= Material to process =
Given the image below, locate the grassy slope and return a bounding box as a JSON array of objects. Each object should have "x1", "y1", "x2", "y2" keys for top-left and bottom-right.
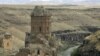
[{"x1": 0, "y1": 6, "x2": 100, "y2": 47}]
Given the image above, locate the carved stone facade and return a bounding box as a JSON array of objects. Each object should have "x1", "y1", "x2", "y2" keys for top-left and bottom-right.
[{"x1": 16, "y1": 6, "x2": 56, "y2": 56}]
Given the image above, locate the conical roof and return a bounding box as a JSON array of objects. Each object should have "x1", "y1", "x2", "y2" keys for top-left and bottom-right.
[{"x1": 31, "y1": 6, "x2": 51, "y2": 16}]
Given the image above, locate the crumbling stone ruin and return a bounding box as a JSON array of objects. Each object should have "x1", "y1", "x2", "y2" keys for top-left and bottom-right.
[
  {"x1": 53, "y1": 30, "x2": 91, "y2": 43},
  {"x1": 0, "y1": 32, "x2": 13, "y2": 56},
  {"x1": 16, "y1": 6, "x2": 58, "y2": 56},
  {"x1": 75, "y1": 31, "x2": 100, "y2": 56}
]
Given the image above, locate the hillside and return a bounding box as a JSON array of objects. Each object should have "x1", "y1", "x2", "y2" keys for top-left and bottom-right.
[{"x1": 0, "y1": 6, "x2": 100, "y2": 48}]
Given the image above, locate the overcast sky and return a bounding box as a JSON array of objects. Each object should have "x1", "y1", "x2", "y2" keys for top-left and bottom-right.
[{"x1": 0, "y1": 0, "x2": 100, "y2": 4}]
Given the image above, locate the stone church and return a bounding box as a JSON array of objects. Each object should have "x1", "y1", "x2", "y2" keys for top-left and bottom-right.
[{"x1": 16, "y1": 6, "x2": 57, "y2": 56}]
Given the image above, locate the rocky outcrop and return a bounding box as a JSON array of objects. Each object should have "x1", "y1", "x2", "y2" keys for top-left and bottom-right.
[{"x1": 78, "y1": 31, "x2": 100, "y2": 56}]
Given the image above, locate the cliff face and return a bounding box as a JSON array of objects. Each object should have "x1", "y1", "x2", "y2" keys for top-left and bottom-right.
[{"x1": 78, "y1": 31, "x2": 100, "y2": 56}]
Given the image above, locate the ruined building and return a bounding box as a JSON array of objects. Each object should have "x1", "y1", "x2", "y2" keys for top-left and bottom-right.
[{"x1": 16, "y1": 6, "x2": 56, "y2": 56}]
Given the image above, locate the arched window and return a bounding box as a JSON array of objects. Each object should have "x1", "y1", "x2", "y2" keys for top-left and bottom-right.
[
  {"x1": 7, "y1": 43, "x2": 9, "y2": 46},
  {"x1": 39, "y1": 27, "x2": 42, "y2": 32}
]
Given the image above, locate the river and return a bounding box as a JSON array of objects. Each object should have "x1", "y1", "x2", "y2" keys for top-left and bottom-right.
[{"x1": 57, "y1": 46, "x2": 79, "y2": 56}]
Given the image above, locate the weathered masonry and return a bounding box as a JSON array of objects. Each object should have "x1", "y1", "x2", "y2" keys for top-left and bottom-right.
[{"x1": 54, "y1": 30, "x2": 91, "y2": 42}]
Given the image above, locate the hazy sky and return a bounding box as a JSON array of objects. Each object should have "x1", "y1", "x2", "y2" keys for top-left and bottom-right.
[{"x1": 0, "y1": 0, "x2": 100, "y2": 4}]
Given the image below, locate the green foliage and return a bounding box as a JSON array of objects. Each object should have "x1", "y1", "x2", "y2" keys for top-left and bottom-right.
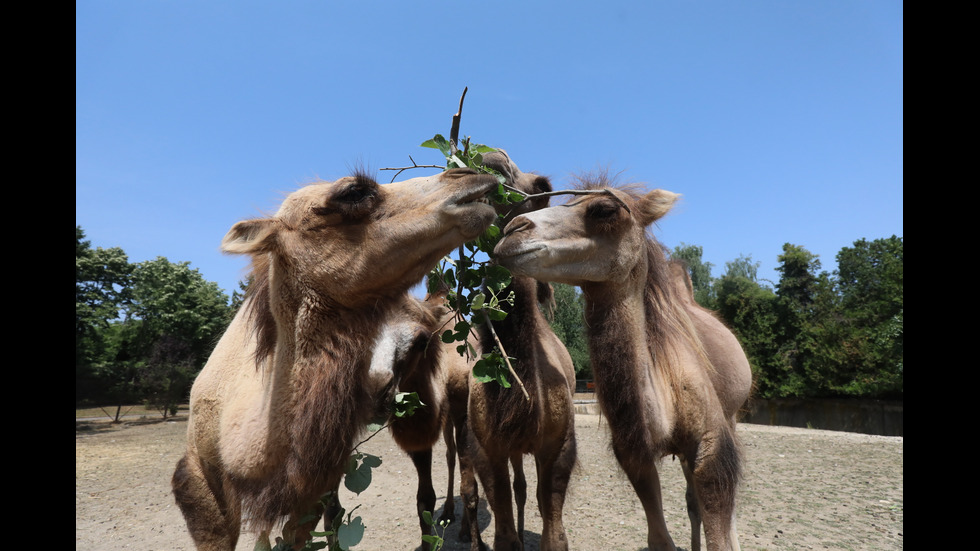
[
  {"x1": 394, "y1": 392, "x2": 425, "y2": 419},
  {"x1": 75, "y1": 226, "x2": 133, "y2": 403},
  {"x1": 671, "y1": 242, "x2": 718, "y2": 309},
  {"x1": 550, "y1": 283, "x2": 592, "y2": 379},
  {"x1": 422, "y1": 511, "x2": 449, "y2": 551},
  {"x1": 674, "y1": 236, "x2": 904, "y2": 398}
]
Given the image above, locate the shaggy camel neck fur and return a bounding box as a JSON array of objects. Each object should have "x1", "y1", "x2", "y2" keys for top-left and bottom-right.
[
  {"x1": 495, "y1": 181, "x2": 751, "y2": 551},
  {"x1": 461, "y1": 152, "x2": 576, "y2": 551}
]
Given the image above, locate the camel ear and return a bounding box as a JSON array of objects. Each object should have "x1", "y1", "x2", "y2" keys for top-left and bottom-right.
[
  {"x1": 221, "y1": 218, "x2": 277, "y2": 254},
  {"x1": 639, "y1": 189, "x2": 681, "y2": 226}
]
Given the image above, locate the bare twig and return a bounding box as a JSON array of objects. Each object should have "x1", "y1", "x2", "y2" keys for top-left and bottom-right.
[
  {"x1": 483, "y1": 310, "x2": 531, "y2": 402},
  {"x1": 504, "y1": 188, "x2": 633, "y2": 214},
  {"x1": 378, "y1": 155, "x2": 446, "y2": 182},
  {"x1": 449, "y1": 86, "x2": 469, "y2": 155}
]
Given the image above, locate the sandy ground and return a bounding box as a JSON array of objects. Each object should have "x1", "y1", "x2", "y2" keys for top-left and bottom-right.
[{"x1": 75, "y1": 415, "x2": 904, "y2": 551}]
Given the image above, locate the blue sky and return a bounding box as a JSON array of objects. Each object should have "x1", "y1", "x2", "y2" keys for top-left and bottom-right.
[{"x1": 75, "y1": 0, "x2": 904, "y2": 300}]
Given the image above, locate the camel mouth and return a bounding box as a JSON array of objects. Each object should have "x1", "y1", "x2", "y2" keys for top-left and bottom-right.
[
  {"x1": 493, "y1": 245, "x2": 547, "y2": 268},
  {"x1": 457, "y1": 177, "x2": 497, "y2": 207}
]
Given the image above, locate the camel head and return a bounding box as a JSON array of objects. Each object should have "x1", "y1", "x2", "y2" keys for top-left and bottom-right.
[
  {"x1": 222, "y1": 169, "x2": 497, "y2": 308},
  {"x1": 483, "y1": 149, "x2": 551, "y2": 227},
  {"x1": 494, "y1": 188, "x2": 679, "y2": 286}
]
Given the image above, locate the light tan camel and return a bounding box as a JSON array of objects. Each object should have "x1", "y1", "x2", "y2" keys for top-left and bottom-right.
[
  {"x1": 495, "y1": 178, "x2": 752, "y2": 551},
  {"x1": 461, "y1": 153, "x2": 576, "y2": 551},
  {"x1": 173, "y1": 169, "x2": 497, "y2": 551}
]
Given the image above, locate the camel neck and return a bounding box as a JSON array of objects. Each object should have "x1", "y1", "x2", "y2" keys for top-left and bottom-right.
[
  {"x1": 481, "y1": 276, "x2": 546, "y2": 386},
  {"x1": 582, "y1": 284, "x2": 674, "y2": 449}
]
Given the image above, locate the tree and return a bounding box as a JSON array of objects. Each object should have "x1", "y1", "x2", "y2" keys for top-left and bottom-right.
[
  {"x1": 551, "y1": 283, "x2": 592, "y2": 379},
  {"x1": 836, "y1": 235, "x2": 905, "y2": 397},
  {"x1": 75, "y1": 226, "x2": 133, "y2": 402}
]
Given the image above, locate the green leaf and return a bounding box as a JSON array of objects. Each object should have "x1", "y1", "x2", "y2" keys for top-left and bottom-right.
[
  {"x1": 337, "y1": 517, "x2": 364, "y2": 550},
  {"x1": 344, "y1": 453, "x2": 381, "y2": 494}
]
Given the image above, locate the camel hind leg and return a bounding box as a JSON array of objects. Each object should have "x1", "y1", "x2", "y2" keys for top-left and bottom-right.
[
  {"x1": 439, "y1": 420, "x2": 466, "y2": 523},
  {"x1": 693, "y1": 430, "x2": 741, "y2": 551},
  {"x1": 613, "y1": 448, "x2": 677, "y2": 551},
  {"x1": 171, "y1": 454, "x2": 241, "y2": 551},
  {"x1": 681, "y1": 457, "x2": 701, "y2": 551},
  {"x1": 510, "y1": 453, "x2": 527, "y2": 547}
]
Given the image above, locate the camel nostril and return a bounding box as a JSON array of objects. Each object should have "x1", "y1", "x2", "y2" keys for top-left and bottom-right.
[{"x1": 504, "y1": 215, "x2": 534, "y2": 235}]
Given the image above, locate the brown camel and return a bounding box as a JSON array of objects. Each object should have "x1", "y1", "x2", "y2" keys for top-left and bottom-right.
[
  {"x1": 461, "y1": 152, "x2": 576, "y2": 551},
  {"x1": 173, "y1": 169, "x2": 497, "y2": 551},
  {"x1": 495, "y1": 178, "x2": 752, "y2": 551},
  {"x1": 375, "y1": 292, "x2": 474, "y2": 551}
]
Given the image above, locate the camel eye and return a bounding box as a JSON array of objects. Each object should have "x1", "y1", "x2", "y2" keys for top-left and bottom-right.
[
  {"x1": 334, "y1": 182, "x2": 375, "y2": 205},
  {"x1": 585, "y1": 201, "x2": 619, "y2": 220}
]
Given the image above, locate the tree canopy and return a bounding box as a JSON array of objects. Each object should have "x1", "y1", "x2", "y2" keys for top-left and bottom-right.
[{"x1": 75, "y1": 226, "x2": 233, "y2": 412}]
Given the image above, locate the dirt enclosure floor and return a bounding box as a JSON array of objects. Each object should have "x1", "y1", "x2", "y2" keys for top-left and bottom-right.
[{"x1": 75, "y1": 415, "x2": 904, "y2": 551}]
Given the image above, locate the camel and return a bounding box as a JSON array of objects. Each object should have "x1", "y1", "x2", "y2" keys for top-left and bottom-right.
[
  {"x1": 375, "y1": 291, "x2": 474, "y2": 551},
  {"x1": 172, "y1": 169, "x2": 497, "y2": 551},
  {"x1": 461, "y1": 152, "x2": 576, "y2": 551},
  {"x1": 494, "y1": 180, "x2": 752, "y2": 551}
]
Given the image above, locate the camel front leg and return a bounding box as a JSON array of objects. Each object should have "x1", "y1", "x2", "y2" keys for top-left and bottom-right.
[
  {"x1": 477, "y1": 457, "x2": 523, "y2": 551},
  {"x1": 681, "y1": 457, "x2": 701, "y2": 551},
  {"x1": 535, "y1": 432, "x2": 576, "y2": 551},
  {"x1": 282, "y1": 501, "x2": 325, "y2": 551},
  {"x1": 408, "y1": 449, "x2": 436, "y2": 551},
  {"x1": 614, "y1": 449, "x2": 677, "y2": 551},
  {"x1": 693, "y1": 431, "x2": 741, "y2": 551},
  {"x1": 510, "y1": 453, "x2": 527, "y2": 547},
  {"x1": 171, "y1": 454, "x2": 241, "y2": 551},
  {"x1": 456, "y1": 425, "x2": 487, "y2": 551}
]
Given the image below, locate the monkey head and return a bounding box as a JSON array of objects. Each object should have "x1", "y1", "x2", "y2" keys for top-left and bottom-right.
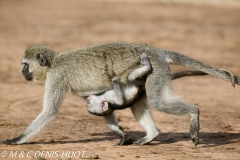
[{"x1": 22, "y1": 45, "x2": 56, "y2": 81}]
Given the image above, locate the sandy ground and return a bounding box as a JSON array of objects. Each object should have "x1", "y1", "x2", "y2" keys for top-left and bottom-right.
[{"x1": 0, "y1": 0, "x2": 240, "y2": 160}]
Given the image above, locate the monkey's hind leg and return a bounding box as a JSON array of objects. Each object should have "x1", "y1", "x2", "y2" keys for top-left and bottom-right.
[
  {"x1": 104, "y1": 112, "x2": 133, "y2": 146},
  {"x1": 131, "y1": 95, "x2": 160, "y2": 145},
  {"x1": 146, "y1": 74, "x2": 200, "y2": 145}
]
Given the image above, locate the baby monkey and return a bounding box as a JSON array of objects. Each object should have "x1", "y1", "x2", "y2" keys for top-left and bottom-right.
[{"x1": 87, "y1": 52, "x2": 151, "y2": 116}]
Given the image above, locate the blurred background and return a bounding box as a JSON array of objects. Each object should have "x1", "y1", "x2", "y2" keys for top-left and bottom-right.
[{"x1": 0, "y1": 0, "x2": 240, "y2": 81}]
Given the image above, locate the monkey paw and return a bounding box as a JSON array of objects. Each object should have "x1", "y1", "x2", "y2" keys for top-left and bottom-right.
[
  {"x1": 2, "y1": 137, "x2": 23, "y2": 145},
  {"x1": 116, "y1": 136, "x2": 133, "y2": 146},
  {"x1": 112, "y1": 76, "x2": 119, "y2": 84},
  {"x1": 140, "y1": 52, "x2": 149, "y2": 66},
  {"x1": 192, "y1": 137, "x2": 199, "y2": 146},
  {"x1": 133, "y1": 137, "x2": 152, "y2": 145}
]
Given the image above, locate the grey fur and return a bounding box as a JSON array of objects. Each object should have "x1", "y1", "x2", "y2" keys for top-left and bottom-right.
[{"x1": 3, "y1": 42, "x2": 240, "y2": 145}]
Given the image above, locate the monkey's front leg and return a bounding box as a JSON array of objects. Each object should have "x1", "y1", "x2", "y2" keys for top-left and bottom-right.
[{"x1": 104, "y1": 112, "x2": 133, "y2": 146}]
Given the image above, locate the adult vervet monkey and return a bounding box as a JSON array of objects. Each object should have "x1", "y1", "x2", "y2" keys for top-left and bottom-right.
[{"x1": 3, "y1": 42, "x2": 240, "y2": 145}]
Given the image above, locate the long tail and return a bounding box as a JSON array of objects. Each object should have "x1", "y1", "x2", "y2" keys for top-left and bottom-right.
[{"x1": 166, "y1": 51, "x2": 240, "y2": 86}]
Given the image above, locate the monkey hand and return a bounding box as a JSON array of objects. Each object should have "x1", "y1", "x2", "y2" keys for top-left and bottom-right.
[{"x1": 2, "y1": 136, "x2": 25, "y2": 145}]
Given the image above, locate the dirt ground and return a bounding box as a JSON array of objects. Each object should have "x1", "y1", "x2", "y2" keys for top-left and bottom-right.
[{"x1": 0, "y1": 0, "x2": 240, "y2": 160}]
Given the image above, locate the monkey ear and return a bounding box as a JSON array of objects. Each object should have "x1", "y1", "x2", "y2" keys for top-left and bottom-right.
[
  {"x1": 37, "y1": 53, "x2": 49, "y2": 66},
  {"x1": 102, "y1": 101, "x2": 108, "y2": 111}
]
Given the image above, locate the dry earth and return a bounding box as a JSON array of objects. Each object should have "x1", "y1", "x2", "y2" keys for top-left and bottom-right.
[{"x1": 0, "y1": 0, "x2": 240, "y2": 160}]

= Description of the task =
Return every line of the listing that contains the word "head", matching its case exactly.

= Solved problem =
Given the image above, locate the camel head and return a bounding box as a JSON array of objects. Each object should have "x1", "y1", "x2", "y2" keys for top-left and bottom-right.
Given the image below, locate the monkey head and return a bounding box as a JSON array of objects. Each object should have "x1", "y1", "x2", "y2" keys for top-left and bottom-right.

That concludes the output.